| SUPPLIED MATERIAL |
------------------------------------------------------------------------

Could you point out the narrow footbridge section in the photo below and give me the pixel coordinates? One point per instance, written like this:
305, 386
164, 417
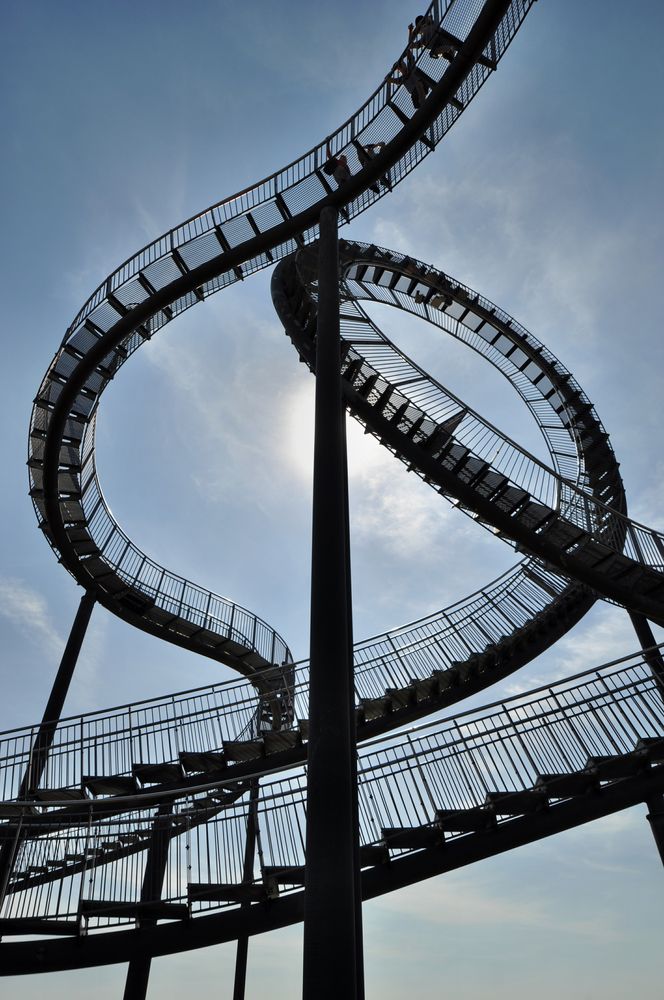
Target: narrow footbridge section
431, 800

------------------------------------------------------------------------

| JOB |
Copy every one of the records above verbatim, omitting the pictures.

| EXERCISE SOLUTION |
Could you point out the narrow footbridge section in the photo below and give me the pixel coordinates? One point per instance, written like this:
305, 386
164, 417
Target: narrow footbridge section
431, 800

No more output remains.